[Records contained in a dataset]
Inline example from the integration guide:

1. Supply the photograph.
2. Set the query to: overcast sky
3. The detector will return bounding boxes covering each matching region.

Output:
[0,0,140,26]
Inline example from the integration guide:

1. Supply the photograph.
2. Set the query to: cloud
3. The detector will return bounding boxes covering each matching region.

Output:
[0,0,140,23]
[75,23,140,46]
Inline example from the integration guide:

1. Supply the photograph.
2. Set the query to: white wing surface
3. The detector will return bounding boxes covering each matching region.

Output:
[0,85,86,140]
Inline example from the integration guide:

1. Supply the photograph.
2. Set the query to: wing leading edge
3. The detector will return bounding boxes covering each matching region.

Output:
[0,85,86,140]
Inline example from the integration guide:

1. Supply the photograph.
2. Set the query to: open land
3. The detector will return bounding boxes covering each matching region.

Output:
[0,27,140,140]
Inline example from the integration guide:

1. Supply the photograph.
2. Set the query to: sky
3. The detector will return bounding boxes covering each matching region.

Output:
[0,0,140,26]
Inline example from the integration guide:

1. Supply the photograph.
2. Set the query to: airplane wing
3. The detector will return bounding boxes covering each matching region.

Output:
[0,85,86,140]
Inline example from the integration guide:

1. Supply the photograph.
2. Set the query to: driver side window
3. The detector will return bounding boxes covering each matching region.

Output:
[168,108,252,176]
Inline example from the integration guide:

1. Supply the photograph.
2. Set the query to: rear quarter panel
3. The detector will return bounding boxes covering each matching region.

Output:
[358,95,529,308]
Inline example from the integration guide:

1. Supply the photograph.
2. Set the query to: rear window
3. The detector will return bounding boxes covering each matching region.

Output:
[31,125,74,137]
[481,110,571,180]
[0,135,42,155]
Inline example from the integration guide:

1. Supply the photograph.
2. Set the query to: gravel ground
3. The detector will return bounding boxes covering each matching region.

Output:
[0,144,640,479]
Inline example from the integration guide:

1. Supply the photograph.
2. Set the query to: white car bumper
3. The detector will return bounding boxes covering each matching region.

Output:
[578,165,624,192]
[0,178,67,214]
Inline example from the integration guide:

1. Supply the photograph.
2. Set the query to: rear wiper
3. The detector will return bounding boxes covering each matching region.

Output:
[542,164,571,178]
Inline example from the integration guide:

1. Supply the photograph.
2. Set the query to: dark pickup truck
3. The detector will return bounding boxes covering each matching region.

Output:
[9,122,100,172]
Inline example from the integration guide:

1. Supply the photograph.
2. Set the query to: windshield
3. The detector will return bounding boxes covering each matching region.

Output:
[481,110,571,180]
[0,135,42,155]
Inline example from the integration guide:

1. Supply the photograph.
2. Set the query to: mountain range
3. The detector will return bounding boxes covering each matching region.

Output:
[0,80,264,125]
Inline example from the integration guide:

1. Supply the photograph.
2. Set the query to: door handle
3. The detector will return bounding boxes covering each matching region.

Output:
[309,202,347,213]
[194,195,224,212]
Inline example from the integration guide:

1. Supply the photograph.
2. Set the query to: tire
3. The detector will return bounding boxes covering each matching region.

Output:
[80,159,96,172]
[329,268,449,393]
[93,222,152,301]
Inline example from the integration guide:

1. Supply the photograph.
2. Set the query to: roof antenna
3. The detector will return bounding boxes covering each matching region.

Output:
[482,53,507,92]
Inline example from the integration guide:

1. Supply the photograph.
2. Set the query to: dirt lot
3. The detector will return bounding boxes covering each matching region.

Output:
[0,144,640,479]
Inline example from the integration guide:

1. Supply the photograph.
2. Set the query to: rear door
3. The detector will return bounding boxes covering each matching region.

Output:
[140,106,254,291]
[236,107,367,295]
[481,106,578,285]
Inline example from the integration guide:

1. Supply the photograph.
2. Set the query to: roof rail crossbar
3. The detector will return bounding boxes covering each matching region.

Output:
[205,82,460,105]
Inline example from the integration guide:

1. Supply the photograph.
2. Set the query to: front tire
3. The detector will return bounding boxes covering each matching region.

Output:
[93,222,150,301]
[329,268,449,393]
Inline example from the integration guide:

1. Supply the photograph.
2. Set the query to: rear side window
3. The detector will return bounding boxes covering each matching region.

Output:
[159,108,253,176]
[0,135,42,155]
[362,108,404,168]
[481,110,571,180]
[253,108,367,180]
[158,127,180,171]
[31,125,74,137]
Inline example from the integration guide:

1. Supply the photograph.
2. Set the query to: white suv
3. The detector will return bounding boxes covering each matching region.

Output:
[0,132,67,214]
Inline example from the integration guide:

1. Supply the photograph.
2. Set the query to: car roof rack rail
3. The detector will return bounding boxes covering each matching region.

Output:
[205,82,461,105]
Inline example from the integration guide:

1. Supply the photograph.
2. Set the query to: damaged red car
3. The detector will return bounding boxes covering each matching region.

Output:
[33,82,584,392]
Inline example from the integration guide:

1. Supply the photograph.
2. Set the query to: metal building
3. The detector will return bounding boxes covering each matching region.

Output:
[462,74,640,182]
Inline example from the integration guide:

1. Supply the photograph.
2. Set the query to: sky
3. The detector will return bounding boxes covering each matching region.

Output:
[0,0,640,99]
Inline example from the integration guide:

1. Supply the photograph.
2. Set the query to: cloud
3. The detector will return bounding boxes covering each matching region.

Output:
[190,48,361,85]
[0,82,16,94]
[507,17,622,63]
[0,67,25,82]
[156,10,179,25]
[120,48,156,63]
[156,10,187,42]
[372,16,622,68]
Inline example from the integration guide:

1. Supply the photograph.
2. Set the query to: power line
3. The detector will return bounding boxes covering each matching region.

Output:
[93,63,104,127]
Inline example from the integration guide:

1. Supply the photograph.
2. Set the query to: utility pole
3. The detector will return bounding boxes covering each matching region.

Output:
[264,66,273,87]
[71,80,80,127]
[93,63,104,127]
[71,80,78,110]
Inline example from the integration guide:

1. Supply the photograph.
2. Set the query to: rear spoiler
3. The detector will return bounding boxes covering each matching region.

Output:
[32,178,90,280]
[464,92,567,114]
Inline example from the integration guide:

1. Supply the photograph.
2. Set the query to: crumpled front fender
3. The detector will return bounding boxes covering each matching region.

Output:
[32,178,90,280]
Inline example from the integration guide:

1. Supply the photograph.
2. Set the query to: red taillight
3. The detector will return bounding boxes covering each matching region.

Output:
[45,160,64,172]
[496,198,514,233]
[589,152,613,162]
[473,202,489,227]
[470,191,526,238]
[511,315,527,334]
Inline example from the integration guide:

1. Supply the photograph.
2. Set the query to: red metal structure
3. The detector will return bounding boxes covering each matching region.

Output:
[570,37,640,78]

### Work instructions
Write out all of the data above word for word, keeping every line as it appears.

### Full output
Inline example from the integration guide:

1. Supply the photograph.
2. Set the query to: overcast sky
3. The detector will return bounding boxes covering each matching region.

Output:
[0,0,140,26]
Inline example from the integration guide:

1. Supply the photograph.
2. Set the query to: cloud
3. The detector will return bounding boxes covering each matching region.

Output:
[0,0,140,23]
[75,23,140,46]
Inline example from the integration guide:

1. Supply the photograph.
2. Set the query to: white wing surface
3. The detector will return bounding boxes covering each matching region.

Output:
[0,85,86,140]
Inline example from the integration guide:

1. Supply the photograph.
2. Set the query to: wing leading edge
3. The detector will return bounding boxes covering each matching region.

Output:
[0,85,86,140]
Inline example from the integration guide:

1. Supply the photograph.
2. Set the query to: open land
3. The detector will return bounding boxes covering each matching region.

Output:
[0,27,140,140]
Inline example from the integration guide:

1. Supply the photograph.
2. Set the query to: sky
3. The detector will return bounding boxes covering each matching region.

Output:
[0,0,140,26]
Inline example from the integration guide:

1. Supply the photograph.
2. Set the query to: airplane wing
3. The detector will return bounding boxes covering each matching region.

Output:
[0,85,86,140]
Inline example from the integration guide:

1. Supply the photograph.
2. Set the query to: driver side window
3. The detector will return bounding boxes covering each matching region.

Output:
[168,108,252,176]
Inline example from the integration guide:

1. Supply the photograph.
2. Set the query to: rear quarter panel
3. The detector will return bounding boxes covering each matching region.

Output:
[358,95,529,308]
Inline example from the integration guide:

1. Supply the photograph.
2. Set the query to: rear window
3. The detector will return bounding boxes covering each matching region.

Output:
[31,125,74,137]
[481,110,571,180]
[0,135,42,155]
Inline example from the integration guide:

1. Supply the photograph.
2. Set the query to: gravel ground
3. The detector will return bounding boxes covering each matching region.

Output:
[0,144,640,479]
Inline example from the integration guide:

1. Supply the photograph.
2. Set the query to: white car bumper
3. The detector will return bounding boxes covering each matching region.

Output:
[578,165,624,192]
[0,178,67,214]
Inline example from the integration guide:

1. Supply the photograph.
2. Set the query to: rear wiper
3. The detector will return bounding boxes covering each matching region.

Output:
[542,164,571,178]
Inline example from the integration guide:

1. Supply the photograph.
2. Set the query to: dark pickup truck
3. The detector will return bounding boxes covering each matching region.

Output:
[9,122,100,172]
Inline example from the integration guide:

1. Supply the photograph.
2. Set the query to: windshield
3. The detector will return bounding boxes covering each matching region.

Output:
[481,110,571,180]
[0,135,42,155]
Inline example from the integration guide:

1. Supply the photograph.
2. Set the query to: mountain range
3. The detector will return bounding boxes covering each matching region.

Output:
[0,80,264,125]
Inline example from the integration guide:

1. Supply the photograph.
2. Set the query to: door handle
3. The detector will return bounding boxes covering each matching region.

Output:
[309,202,347,213]
[194,195,224,212]
Inline example from the integration guide:

1. Supply the photograph.
2. Set the query to: tire
3. The detector will return bounding boxes covering each matching region.

Output:
[80,159,96,172]
[329,268,449,393]
[93,222,152,301]
Inline example from the integration guide:

1. Supply the photograph.
2. Set the query to: roof antenna
3. The detector will return bounding boxes covering each matching region.

Output:
[482,53,507,92]
Inline example from the integration guide:

1. Supply the photograph.
2. Set the query to: dirt lot
3. The detector will return bounding boxes covering each matching region.

Output:
[0,144,640,479]
Inline example from the integration guide:

1. Supply the photograph.
2. Set the query to: rear door
3. The detector will return bounding boxes covering each matching region.

Output:
[140,106,254,291]
[236,107,367,295]
[481,106,578,285]
Inline example from the integration guide:

1. Supply the photograph.
2. Set the query to: roof rail crossbar
3. The detector will return bounding boxes covering each matching region.

Output:
[205,82,460,105]
Inline example from the integration guide:

1. Supply the photograph.
2. Set the query to: front tire
3. The detector will return bounding boxes covering each matching region.

Output:
[93,222,150,301]
[329,268,449,393]
Inline example from the integration guide:

1. Supply the photograph.
2. Set the query to: rear side window
3. The detector will return bounding boxes covering each matching region.

Output:
[159,108,253,176]
[0,135,42,155]
[362,108,404,168]
[481,110,571,180]
[253,108,367,180]
[158,127,180,171]
[31,125,74,137]
Inline example from the integration guide:

1. Supply the photograph.
2. Set the query to: white suv
3. The detector will return bounding boxes covering each matching region.

Output:
[0,132,67,214]
Inline example from the integration guide:

1. Supply the photograph.
2. Set the query to: car roof rack rail
3. The detector will return bounding boxes covering each matching region.

Output:
[205,82,461,105]
Inline example from the integration guide:

1. Supply the photograph.
2. Set the query to: damaged red car
3. The detector will return bounding boxes covering each matching region.

Output:
[33,82,584,392]
Inline example from the integration guide:

1. Supply the photograph.
2. Set the query to: metal building
3. The detector will return bounding boxes covering each matching region.

Output:
[462,74,640,182]
Inline example from the integration guide:

1. Supply the photograph.
2. Set the query to: sky
3. The detector will return bounding boxes covering each matching region.

Output:
[0,0,640,99]
Inline example from the integration guide:

1. Supply the photograph.
2. Set the query to: cloud
3. The detector will return bounding boxes covering each matching region.

Output:
[190,48,361,85]
[0,82,16,94]
[507,17,622,63]
[0,67,25,82]
[156,10,179,25]
[120,48,156,63]
[156,10,187,42]
[372,16,622,68]
Inline example from the integration guide:

1. Supply the photograph.
2. Set the query to: power line
3. The detector will return bounding boxes covering each matching region.

Output:
[93,63,104,127]
Inline example from the integration guide:

1. Supply the photograph.
2. Set the query to: utility pole
3. The detector will return bounding boxes covering each matching region.

Output:
[264,66,273,87]
[71,80,80,127]
[93,63,104,127]
[71,80,78,110]
Inline example from the integration guide:

1. Supply the photograph.
2. Set the query to: rear spoiler
3. The detector will return bounding boxes covering each matching region.

Output:
[32,178,90,280]
[464,92,567,114]
Inline example from the integration guide:

1. Supply the photograph.
2. Set the query to: crumpled front fender
3. The detector will return bounding boxes covering each matching region.

Output:
[32,178,90,280]
Inline example from the integration guide:

1. Supply the photograph.
2. Set the query to: red taillight
3. The detector will return bounding boxes covering each matching region.

Output:
[45,160,64,172]
[496,198,514,233]
[589,152,613,162]
[473,202,489,227]
[470,191,526,238]
[511,315,527,334]
Inline example from the integration guide:

1. Supply the photograph.
2. Set the query to: red metal structure
3. The detector will return bounding boxes covering each matching region.

Output:
[570,37,640,78]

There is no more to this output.